ENDODONTICS - ROOT CANAL THERAPY
ENDODONTIC THERAPY IS A SEQUENCE OF TREATMENT FOR THE PULP OF A TOOTH WHICH RESULTS IN THE ELIMINATION OF INFECTION AND PROTECTION OF THE DECONTAMINATED TOOTH FROM FUTURE MICROBIAL INVASION.
Root Canal therapy involves:
- the removal of these structures,
- the subsequent shaping, cleaning, and decontamination of the hollows with tiny files and irrigating solutions, and
- the obturation (filling) of the decontaminated canals with an inert filling such as gutta percha and typically a eugenol-based cement.
STEPS TO ROOT CANAL TREATMENT
|1. Diagnosis of Periapical Infection
|2. Accessing the Nerve Canals
|3. Filing Canals and Irrigation
|4. Sealing Canals with Gutta Percha
|5. Build up and Post placement to Replace Missing Structures
|6. Placing Crown to Protect the Tooth
A tooth infection can lead to the formation of a fistula or periapical infection due to the spread of bacteria and inflammation from within the tooth to the surrounding tissues. Here's how this process typically occurs:
- Tooth Infection: A tooth infection, also known as a dental abscess, usually begins as a result of tooth decay, a cracked tooth, or a dental injury that allows bacteria to enter the innermost part of the tooth called the pulp chamber. The pulp contains nerves and blood vessels.
- Bacterial Proliferation: Once bacteria enter the pulp chamber, they can multiply rapidly, leading to infection and inflammation. As the infection progresses, it can cause intense pain, swelling, and pressure inside the tooth.
- Pressure Buildup: The infection and inflammation inside the tooth can cause pressure to build up. However, the tooth is enclosed within the hard enamel and dentin layers, which do not allow the pressure to escape easily.

» Problem statement
Using the root canal text, answer these:
(a) What inert filling is named for filling the decontaminated canals?
(b) What is the sixth step of root canal treatment?
(c) What does the pulp contain?
Answer from the root canal text alone.

» Input data
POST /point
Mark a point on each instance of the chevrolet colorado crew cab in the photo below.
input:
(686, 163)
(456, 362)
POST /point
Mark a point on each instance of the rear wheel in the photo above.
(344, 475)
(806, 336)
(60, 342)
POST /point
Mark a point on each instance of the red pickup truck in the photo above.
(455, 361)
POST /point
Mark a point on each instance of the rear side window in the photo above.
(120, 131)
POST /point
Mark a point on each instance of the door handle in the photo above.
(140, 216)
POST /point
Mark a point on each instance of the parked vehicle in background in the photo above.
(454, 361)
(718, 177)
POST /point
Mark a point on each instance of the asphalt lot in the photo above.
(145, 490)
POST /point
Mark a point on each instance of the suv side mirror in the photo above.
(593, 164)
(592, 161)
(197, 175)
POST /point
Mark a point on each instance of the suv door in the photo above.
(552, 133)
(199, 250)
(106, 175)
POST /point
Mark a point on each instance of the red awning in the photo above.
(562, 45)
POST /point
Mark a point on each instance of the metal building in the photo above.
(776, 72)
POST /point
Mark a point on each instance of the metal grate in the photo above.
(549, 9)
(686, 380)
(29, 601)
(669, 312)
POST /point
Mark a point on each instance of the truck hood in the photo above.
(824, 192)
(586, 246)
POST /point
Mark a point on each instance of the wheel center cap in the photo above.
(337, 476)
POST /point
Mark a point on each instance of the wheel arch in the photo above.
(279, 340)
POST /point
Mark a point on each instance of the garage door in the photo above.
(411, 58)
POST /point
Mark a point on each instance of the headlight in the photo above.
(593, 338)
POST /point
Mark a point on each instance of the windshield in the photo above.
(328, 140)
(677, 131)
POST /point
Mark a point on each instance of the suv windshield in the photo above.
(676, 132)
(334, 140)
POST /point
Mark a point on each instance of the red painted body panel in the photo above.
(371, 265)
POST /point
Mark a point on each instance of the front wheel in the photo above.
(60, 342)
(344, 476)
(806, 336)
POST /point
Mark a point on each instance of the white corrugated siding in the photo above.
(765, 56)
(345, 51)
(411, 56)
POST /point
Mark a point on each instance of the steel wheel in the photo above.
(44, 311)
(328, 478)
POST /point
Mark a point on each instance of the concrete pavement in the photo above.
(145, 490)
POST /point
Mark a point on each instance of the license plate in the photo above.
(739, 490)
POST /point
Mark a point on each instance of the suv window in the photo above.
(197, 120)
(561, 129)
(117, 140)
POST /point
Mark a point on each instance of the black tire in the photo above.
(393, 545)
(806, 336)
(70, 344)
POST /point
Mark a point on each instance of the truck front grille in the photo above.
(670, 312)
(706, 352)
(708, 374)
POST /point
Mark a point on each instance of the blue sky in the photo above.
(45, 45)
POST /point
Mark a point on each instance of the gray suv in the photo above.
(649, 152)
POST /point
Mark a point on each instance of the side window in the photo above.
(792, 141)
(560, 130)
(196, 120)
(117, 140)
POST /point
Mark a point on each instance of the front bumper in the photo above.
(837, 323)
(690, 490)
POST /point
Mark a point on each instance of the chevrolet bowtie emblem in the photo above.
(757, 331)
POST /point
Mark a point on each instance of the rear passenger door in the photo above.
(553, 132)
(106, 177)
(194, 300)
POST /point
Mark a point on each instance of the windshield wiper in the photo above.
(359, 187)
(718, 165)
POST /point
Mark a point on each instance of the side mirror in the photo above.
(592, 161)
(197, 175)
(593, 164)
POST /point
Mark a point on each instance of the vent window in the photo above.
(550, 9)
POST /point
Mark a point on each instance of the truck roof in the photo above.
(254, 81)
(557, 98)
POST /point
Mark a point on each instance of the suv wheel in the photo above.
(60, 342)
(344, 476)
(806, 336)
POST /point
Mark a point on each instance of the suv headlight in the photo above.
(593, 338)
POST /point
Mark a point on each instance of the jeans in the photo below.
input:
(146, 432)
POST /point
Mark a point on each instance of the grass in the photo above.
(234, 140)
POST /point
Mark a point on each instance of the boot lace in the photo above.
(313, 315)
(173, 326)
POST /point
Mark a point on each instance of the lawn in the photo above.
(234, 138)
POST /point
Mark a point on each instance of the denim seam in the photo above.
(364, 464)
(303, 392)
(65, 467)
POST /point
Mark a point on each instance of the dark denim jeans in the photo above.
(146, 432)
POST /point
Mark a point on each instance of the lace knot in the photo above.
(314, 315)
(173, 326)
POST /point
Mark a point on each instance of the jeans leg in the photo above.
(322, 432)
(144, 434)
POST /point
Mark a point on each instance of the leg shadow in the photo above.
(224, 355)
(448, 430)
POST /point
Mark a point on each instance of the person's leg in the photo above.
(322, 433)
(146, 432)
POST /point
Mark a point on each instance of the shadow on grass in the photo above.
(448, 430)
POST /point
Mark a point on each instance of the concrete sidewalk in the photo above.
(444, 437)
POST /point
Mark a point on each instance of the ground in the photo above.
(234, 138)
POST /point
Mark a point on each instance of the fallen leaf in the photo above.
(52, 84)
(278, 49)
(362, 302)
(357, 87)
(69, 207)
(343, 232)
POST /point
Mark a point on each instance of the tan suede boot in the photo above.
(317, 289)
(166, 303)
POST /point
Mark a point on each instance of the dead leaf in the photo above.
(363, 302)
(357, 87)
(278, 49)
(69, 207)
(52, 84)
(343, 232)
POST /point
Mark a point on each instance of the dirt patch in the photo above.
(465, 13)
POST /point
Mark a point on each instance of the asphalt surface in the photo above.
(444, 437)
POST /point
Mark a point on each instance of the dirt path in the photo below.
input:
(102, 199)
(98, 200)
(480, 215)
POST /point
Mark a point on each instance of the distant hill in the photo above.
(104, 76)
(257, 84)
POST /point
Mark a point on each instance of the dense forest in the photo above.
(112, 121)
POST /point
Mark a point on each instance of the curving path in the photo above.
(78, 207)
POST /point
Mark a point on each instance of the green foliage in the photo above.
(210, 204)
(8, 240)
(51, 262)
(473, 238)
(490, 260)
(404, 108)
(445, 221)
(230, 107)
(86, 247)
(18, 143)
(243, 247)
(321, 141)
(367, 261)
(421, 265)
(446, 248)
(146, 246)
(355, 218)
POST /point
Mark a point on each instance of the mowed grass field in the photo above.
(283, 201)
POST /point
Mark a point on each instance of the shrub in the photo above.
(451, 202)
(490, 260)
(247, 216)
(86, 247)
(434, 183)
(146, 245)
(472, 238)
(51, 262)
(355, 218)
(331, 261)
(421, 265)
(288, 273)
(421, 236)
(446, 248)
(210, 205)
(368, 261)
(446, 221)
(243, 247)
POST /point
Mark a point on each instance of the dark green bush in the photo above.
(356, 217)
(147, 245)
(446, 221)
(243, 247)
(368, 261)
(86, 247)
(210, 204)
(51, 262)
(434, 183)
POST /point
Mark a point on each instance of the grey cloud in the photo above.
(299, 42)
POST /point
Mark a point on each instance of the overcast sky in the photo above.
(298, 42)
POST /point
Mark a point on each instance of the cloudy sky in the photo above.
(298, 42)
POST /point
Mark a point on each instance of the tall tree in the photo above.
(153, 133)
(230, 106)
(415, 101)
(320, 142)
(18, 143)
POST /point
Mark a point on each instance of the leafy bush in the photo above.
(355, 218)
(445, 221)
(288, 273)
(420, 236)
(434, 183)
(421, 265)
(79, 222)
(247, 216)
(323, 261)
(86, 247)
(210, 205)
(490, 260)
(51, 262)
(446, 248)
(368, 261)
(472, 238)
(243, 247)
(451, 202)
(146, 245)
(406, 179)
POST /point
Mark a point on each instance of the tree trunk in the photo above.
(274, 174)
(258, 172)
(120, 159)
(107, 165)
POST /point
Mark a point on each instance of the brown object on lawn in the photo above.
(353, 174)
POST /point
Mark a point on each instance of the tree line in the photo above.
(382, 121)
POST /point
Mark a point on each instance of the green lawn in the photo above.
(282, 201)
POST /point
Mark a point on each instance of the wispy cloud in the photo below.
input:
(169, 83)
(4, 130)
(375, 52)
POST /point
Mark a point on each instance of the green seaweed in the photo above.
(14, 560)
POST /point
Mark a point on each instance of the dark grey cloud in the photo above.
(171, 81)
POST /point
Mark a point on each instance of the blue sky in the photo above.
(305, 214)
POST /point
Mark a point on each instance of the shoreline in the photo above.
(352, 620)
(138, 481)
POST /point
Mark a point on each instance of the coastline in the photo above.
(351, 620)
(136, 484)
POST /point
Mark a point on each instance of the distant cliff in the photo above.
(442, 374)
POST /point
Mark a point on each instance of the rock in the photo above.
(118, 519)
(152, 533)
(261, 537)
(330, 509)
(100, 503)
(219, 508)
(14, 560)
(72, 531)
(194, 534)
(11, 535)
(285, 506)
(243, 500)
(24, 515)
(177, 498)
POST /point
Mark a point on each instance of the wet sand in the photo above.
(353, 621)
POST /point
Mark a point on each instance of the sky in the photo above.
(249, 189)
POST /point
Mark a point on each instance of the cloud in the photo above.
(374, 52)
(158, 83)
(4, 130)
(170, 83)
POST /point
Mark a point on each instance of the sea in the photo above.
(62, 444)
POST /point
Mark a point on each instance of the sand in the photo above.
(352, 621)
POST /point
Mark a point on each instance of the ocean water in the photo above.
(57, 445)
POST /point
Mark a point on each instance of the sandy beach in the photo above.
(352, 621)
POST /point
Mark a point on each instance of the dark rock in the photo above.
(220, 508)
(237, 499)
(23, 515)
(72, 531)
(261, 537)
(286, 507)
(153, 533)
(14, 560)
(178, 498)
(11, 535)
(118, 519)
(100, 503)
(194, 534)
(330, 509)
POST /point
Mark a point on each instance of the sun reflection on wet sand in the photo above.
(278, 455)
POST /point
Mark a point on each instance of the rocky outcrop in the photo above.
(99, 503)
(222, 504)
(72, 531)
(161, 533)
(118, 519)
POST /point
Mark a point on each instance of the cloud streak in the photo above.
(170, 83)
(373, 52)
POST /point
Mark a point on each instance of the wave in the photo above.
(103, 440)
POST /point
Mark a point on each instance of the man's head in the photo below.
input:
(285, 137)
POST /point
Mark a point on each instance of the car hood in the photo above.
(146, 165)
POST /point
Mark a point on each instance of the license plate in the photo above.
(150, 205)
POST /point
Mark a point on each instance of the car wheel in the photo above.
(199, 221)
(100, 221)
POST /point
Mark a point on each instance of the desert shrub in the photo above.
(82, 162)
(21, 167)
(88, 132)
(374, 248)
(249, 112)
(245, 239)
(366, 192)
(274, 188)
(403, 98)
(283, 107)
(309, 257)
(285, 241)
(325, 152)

» Finished exercise
(a) Gutta percha
(b) Placing a crown to protect the tooth
(c) Nerves and blood vessels